■ Problems to solve ■
- A) Before the rows, read the profile of Christopher Ricks and decide whether each statement agrees with it: (i) Ricks graduated from Balliol College, Oxford, with a first in English; (ii) Ricks became Professor of English at the University of Bristol before his sabbatical year at Stanford University; (iii) W. H. Auden called Ricks the "greatest living critic." Answer yes or no for each, and quote the words of the profile that decide it.
- B) Extend the profile of Christopher Ricks, which comes before the rows, by writing what follows its final sentence.

Christopher Ricks. Courtesy Un-Gyve Press.
Sir Christopher Bruce Ricks, FBA (born 18 September 1933)[1] is a British literary critic and academic.
Life[]
Overview[]
Ricks lives in the United State, where he is the William M. and Sara B. Warren Professor of the Humanities, and Co-Director of the Editorial Institute, at Boston University. He is the immediate past-president of the Association of Literary Scholars and Critics. He is known as a champion of Victorian poetry; an enthusiast of Bob Dylan, whose lyrics he has analysed at book length;[2] a trenchant reviewer[3] of writers he considers pretentious (Marshall McLuhan, Christopher Norris, Geoffrey Hartman, Stanley Fish); and a warm reviewer of those he thinks humane or humorous (F.R. Leavis, W.K. Wimsatt, Christina Stead). Hugh Kenner has praised his 'intent eloquence',[4] and Geoffrey Hill his 'unrivalled critical intelligence'.[5] W. H. Auden described Ricks as 'exactly the kind of critic every poet dreams of finding'.[6] John Carey calls him the 'greatest living critic'.[7]
Youth[]
He was born in Beckenham and studied at Balliol College, Oxford, where he graduated with a first in English. He served in the Green Howards in the British Army in 1953/4 in Egypt. He was a Fellow and Tutor in English Literature at Worcester College, Oxford, moving in 1968, after a sabbatical year at Stanford University, to become Professor of English at the University of Bristol.

■ Data listing ■
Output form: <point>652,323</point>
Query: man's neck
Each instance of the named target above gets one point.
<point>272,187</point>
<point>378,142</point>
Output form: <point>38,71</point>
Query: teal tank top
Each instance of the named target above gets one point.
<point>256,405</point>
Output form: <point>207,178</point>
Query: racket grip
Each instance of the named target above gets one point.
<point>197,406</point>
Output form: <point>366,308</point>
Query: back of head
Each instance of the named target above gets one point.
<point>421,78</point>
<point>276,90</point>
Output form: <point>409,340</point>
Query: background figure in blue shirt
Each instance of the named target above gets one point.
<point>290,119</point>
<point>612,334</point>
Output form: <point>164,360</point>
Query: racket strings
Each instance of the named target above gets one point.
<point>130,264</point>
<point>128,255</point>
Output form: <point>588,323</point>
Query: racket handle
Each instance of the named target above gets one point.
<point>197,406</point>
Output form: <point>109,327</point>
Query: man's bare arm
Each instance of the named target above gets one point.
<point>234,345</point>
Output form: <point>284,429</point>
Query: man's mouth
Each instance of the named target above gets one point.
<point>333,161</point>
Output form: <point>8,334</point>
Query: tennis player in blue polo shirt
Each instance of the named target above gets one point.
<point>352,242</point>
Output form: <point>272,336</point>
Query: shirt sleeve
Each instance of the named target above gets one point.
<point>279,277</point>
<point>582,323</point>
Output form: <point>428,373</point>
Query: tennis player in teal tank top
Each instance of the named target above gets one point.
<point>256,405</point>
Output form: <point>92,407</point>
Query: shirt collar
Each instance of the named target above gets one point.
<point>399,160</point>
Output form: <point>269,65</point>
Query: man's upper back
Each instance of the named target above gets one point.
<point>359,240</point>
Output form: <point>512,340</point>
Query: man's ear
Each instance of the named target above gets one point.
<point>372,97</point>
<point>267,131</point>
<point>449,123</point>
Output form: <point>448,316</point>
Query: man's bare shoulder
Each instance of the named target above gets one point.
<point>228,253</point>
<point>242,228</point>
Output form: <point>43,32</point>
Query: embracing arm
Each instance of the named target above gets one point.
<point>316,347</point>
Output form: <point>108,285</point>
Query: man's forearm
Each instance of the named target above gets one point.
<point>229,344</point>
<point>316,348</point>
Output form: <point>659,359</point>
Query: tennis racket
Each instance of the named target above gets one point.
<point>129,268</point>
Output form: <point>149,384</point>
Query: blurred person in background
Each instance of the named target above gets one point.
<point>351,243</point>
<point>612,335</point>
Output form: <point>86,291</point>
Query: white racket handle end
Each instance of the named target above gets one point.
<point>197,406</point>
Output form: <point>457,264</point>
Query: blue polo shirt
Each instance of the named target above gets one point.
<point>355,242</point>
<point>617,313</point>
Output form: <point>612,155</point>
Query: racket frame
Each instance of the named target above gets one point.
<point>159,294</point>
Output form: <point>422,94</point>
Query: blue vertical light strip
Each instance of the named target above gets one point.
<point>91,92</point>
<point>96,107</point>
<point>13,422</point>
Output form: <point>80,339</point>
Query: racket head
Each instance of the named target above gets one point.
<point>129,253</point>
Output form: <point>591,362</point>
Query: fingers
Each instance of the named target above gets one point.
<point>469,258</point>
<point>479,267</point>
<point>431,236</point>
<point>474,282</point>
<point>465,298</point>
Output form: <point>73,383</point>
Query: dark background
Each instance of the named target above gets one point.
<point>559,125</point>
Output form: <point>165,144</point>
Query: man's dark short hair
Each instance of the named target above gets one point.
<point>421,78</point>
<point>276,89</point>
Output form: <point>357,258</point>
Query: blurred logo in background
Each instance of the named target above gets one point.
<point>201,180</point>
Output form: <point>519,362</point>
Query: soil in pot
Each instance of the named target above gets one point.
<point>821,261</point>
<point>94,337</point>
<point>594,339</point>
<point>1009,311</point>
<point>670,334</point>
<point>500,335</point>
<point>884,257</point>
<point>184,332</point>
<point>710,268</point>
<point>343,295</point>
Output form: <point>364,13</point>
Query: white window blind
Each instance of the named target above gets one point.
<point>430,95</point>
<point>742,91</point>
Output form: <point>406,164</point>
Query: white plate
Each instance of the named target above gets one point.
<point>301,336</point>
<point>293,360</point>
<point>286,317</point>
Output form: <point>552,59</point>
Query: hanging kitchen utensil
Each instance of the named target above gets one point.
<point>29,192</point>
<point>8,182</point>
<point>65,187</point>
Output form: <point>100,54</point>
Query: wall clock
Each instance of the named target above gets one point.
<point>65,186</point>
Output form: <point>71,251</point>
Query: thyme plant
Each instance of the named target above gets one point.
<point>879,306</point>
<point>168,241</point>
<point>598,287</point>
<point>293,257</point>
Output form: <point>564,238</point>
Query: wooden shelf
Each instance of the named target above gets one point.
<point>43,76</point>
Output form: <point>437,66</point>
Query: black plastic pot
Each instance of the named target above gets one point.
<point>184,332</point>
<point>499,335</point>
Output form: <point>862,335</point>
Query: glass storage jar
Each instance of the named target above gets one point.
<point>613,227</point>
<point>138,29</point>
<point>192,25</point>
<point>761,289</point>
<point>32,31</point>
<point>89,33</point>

■ Responses to the exercise ■
- A)
(i) Yes: "studied at Balliol College, Oxford, where he graduated with a first in English."
(ii) No: "moving in 1968, after a sabbatical year at Stanford University, to become Professor of English at the University of Bristol."
(iii) No: "John Carey calls him the 'greatest living critic'."

- B)
Academic career[]
During his time at Bristol he worked on Keats and Embarrassment (1974), in which he made the then revelatory connection between the letters and the poetry. It was also at Bristol that he first published his still-definitive edition of Tennyson's poetry. In 1975, Ricks moved to the University of Cambridge, where he was King Edward VII Professor of English Literature, before leaving for Boston University in 1986. In June 2011 it was announced he would join the professoriate of New College of the Humanities, a private college in London.[8]
Writing[]
Criticism[]
Ricks has distinguished himself as a vigorous upholder of traditional principles of reading based on practical criticism. He has opposed the theory-driven hermeneutics of the post-structuralist and postmodernist. This places him outside the post-New Critical literary theory, to which he prefers the Johnsonian principle.
In an important essay,[9] he contrasts principles derived empirically from a close parsing of texts, a tradition whose great exemplar was Dr. Johnson, to the fashionable mode for philosophical critique that deconstructs the 'rhetorical' figures of a text and, in doing so, unwittingly disposes of the values and principles underlying the art of criticism itself. 'Literature', he argues, 'is, among other things, principled rhetoric'. The intellectualist bias of professional theorists cannot but make their strenuously philosophical readings of literary texts discontinuous with the subject matter.
Practical criticism is attuned to both the text and the reader's own sensibility, and thus engages in a nuanced dialogue between the complex discursive resonances of words in any literary work and the reader's correlative sentiments as they have been informed by a long experience of the self within both the world and literature. In this subtle negotiation between the value-thick sensibility of the reader and the intertextual resonances of a literary work lies the tactful attunement of all great criticism. This school of criticism must remain leery of critical practices that come to the text brandishing categorical, schematic assumptions, any panoply of tacitly assumed precepts external to the practical nature of literary creativity. Otherwise, the risk is one of a theoretical hybris, of a specious detachment that assumes a certain critical superiority to the text and its author. Those theory-saturated critics who engage with texts that, by their nature, are compact of social and political judgements (and much more), assert covertly a privileged innocence, an innocence denied to the text under scrutiny, whose rhetorical biases, and epistemological fault-lines are relentlessly subjected to ostensible 'exposure'.
Recognition[]
Ricks was Oxford Professor of Poetry from 2004 to 2009.
He was knighted in the 2009 Birthday Honours.[10]
Publications[]
Non-fiction[]
- Milton's Grand Style. Oxford, UK: Clarendon Press, 1963.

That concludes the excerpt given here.